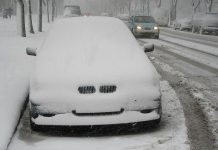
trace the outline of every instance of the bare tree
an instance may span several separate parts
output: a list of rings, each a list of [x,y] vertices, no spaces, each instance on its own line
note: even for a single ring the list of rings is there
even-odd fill
[[[26,37],[23,0],[17,0],[17,32],[20,36]]]
[[[33,30],[33,22],[32,22],[32,8],[31,8],[31,0],[26,0],[27,4],[27,19],[28,19],[28,29],[30,33],[34,33]]]
[[[214,2],[214,0],[204,0],[204,3],[205,3],[206,8],[207,8],[207,12],[212,11],[213,2]]]
[[[170,13],[169,13],[169,24],[176,20],[176,13],[177,13],[177,0],[169,0],[170,1]]]
[[[38,0],[38,31],[42,32],[42,0]]]
[[[146,6],[147,6],[147,15],[150,16],[150,0],[147,0]]]
[[[158,7],[158,8],[160,8],[161,7],[161,0],[155,0],[155,3],[156,3],[156,6]]]
[[[55,0],[52,0],[52,9],[51,9],[51,20],[54,21],[55,18],[55,10],[56,10],[56,3]]]
[[[131,14],[131,7],[132,7],[132,1],[131,0],[129,0],[128,1],[128,10],[129,10],[129,16],[131,16],[132,14]]]
[[[201,0],[192,0],[192,17],[197,11],[197,8],[200,6]]]
[[[47,21],[50,22],[50,17],[49,17],[49,0],[46,0],[46,12],[47,12]]]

» Task description
Across the whole listing above, report each line that includes "instance".

» The answer
trace the outline of every instance of the bare tree
an instance may span several separate parts
output: a list of rings, each a list of [x,y] vertices, no spaces, each instance on its own line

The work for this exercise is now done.